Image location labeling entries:
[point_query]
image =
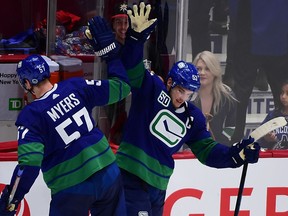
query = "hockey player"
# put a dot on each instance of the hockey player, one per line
(161, 119)
(57, 134)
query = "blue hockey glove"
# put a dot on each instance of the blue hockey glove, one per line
(102, 38)
(246, 150)
(5, 209)
(140, 26)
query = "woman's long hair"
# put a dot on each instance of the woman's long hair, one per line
(220, 90)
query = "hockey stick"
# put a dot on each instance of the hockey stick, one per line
(257, 134)
(11, 206)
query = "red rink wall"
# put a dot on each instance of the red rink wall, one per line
(194, 189)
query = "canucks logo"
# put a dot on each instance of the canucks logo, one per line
(164, 99)
(168, 128)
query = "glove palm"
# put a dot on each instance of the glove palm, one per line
(140, 25)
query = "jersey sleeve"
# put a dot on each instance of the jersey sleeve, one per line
(30, 156)
(106, 91)
(132, 58)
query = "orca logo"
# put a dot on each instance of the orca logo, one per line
(168, 128)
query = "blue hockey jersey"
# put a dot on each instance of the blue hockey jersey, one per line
(155, 130)
(58, 134)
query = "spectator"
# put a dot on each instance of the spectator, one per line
(160, 121)
(215, 99)
(199, 19)
(57, 135)
(278, 139)
(260, 41)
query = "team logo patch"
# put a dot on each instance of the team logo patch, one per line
(168, 128)
(164, 99)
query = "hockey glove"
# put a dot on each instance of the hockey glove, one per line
(246, 150)
(140, 26)
(102, 38)
(5, 209)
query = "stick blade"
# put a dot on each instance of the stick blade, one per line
(268, 127)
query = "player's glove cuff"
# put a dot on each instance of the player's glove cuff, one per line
(246, 150)
(101, 37)
(7, 209)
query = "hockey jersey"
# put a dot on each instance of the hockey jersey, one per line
(57, 132)
(155, 130)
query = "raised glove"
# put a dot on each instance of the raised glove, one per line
(246, 150)
(102, 38)
(140, 26)
(5, 209)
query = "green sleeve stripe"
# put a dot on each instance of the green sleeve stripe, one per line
(202, 148)
(150, 170)
(31, 154)
(80, 167)
(136, 75)
(30, 147)
(118, 90)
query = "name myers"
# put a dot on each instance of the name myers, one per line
(64, 106)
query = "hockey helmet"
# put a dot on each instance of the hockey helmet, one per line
(185, 75)
(34, 69)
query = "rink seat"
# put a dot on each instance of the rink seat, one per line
(8, 151)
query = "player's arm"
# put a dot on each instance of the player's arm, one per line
(140, 28)
(217, 155)
(30, 156)
(107, 48)
(214, 154)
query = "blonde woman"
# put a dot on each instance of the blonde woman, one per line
(215, 99)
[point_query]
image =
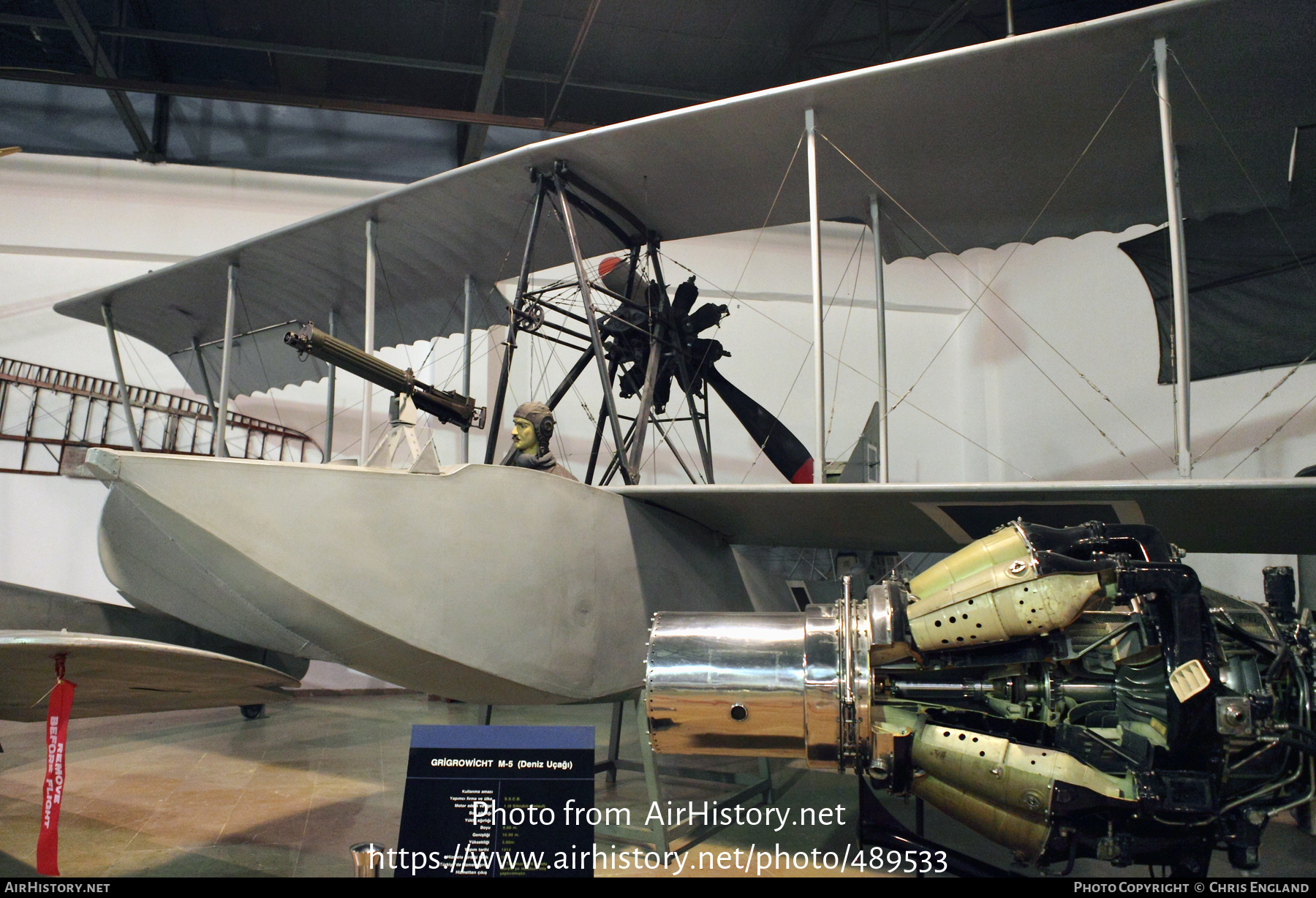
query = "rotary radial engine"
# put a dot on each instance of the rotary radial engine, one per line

• _Problem to solve_: Repeat the preceding records precisely, and leave every picture out of the copy.

• _Expected answer_:
[point_query]
image =
query = "hockey player"
# put a dot on each instance of the hockey player, one per line
(161, 119)
(57, 134)
query = "blue hockey glove"
# put a dot on each instance of the blue hockey glove, one per line
(102, 38)
(246, 150)
(5, 209)
(140, 26)
query = "woman's long hair"
# put a dot on each instance of the woman's long hair, one per line
(220, 90)
query = "hockey stick"
# put a dot on each instance of the hockey stick, one per line
(257, 134)
(11, 206)
query = "red rink wall"
# put a dot on each instance of the red rink wall, one per line
(194, 189)
query = "canucks logo"
# put a dot on each instance of the canucks logo, one per line
(164, 99)
(168, 128)
query = "glove palm"
# put a dot on each instance of the glove palm, one per line
(140, 25)
query = "jersey sleeve"
# put a dot on each instance of the jersey sleeve, one per line
(30, 156)
(106, 91)
(132, 58)
query = "orca logo"
# put a dot on each instance of the orca logo, one per line
(168, 128)
query = "blue hockey jersey"
# put a dot on each instance of the blue hockey jersey, one per line
(155, 130)
(58, 134)
query = "spectator"
# put a dot on each instance of the spectator, one per line
(160, 121)
(215, 99)
(199, 19)
(57, 135)
(278, 139)
(260, 41)
query = "team logo patch"
# put a dot on each instance of the team logo patch, one per line
(168, 128)
(164, 99)
query = "hockey glove"
# put a dot on each instance of the hockey glove, one per line
(246, 150)
(140, 26)
(102, 38)
(5, 209)
query = "stick blade"
# put a dot on each instance of the stick blade, one per line
(268, 127)
query = "player's glove cuff"
# put a dot on each instance of the player's glove cuff, one per line
(246, 150)
(101, 37)
(7, 209)
query = "hockey jersey"
# put a dot on each instance of the hockey jersey, one per line
(57, 132)
(155, 130)
query = "raised glove"
# put a dot on each instance of the raised glove, one per line
(246, 150)
(102, 38)
(140, 26)
(5, 209)
query = "green sleeve stripe"
# put a dot on each instance of the green sleeve stripe, one per line
(202, 148)
(150, 170)
(31, 154)
(80, 167)
(136, 75)
(30, 147)
(118, 90)
query = "name myers"
# put a dot on each instance of the name myers, one per line
(64, 106)
query = "hockey helmet"
# put a dot on each instance of the hockey helmet, one per line
(185, 75)
(34, 69)
query = "rink seat"
# put a dot on each instance of the rink seat, one per line
(8, 151)
query = "player's arm"
# put a dot on each instance of the player's arm, one per line
(140, 28)
(217, 155)
(30, 156)
(107, 48)
(214, 154)
query = "blonde woman"
# put a dot on each instance of the blonde woman, one per line
(215, 99)
[point_query]
image =
query = "rotary radial engine"
# put a dot on each instance of the rotary radial engine, one per line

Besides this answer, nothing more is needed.